Show each line in the rows below that contains the word "Please". Letter case matters.

* Stored rows:
########################################
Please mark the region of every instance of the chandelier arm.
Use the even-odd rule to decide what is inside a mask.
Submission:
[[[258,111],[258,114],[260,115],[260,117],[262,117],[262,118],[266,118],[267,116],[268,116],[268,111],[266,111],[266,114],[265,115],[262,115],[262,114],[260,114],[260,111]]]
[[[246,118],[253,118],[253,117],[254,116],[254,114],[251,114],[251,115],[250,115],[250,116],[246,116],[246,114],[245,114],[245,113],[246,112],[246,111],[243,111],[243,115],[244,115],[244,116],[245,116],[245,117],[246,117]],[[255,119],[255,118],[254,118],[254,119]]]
########################################
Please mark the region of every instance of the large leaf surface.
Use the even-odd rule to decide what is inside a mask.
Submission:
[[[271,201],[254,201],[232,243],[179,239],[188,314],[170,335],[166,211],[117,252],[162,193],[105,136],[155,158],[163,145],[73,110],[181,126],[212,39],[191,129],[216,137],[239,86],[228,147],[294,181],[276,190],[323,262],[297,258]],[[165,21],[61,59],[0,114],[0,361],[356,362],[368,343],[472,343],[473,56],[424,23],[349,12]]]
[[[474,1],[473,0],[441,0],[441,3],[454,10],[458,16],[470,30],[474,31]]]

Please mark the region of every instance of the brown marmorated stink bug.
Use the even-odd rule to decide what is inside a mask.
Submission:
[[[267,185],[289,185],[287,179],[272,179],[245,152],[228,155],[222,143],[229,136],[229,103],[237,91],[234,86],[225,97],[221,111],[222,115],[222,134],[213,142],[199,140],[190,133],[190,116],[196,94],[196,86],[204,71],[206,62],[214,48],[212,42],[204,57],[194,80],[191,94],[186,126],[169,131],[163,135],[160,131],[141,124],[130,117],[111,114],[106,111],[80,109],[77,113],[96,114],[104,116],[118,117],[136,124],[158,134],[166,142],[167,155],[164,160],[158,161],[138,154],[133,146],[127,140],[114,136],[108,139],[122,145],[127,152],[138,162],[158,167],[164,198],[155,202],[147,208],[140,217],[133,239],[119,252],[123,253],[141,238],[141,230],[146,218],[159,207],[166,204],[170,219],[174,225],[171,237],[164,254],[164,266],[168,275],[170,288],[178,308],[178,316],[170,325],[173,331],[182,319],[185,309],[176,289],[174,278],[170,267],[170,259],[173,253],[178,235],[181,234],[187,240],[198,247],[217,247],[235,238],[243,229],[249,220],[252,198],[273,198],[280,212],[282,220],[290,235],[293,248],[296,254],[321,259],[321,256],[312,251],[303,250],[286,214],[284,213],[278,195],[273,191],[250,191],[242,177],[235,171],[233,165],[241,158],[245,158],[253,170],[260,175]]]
########################################
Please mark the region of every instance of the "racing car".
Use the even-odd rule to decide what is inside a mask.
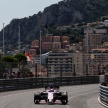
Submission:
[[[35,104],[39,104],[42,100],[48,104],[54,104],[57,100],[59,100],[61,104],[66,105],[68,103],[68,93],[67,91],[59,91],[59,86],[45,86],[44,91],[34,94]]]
########################################
* Response to the exercise:
Please mark the region of every instance of the chandelier arm.
Please mark the region of every instance of the large leaf surface.
Please mark the region of every instance of the brown marmorated stink bug.
Please mark the region of every instance of the "racing car".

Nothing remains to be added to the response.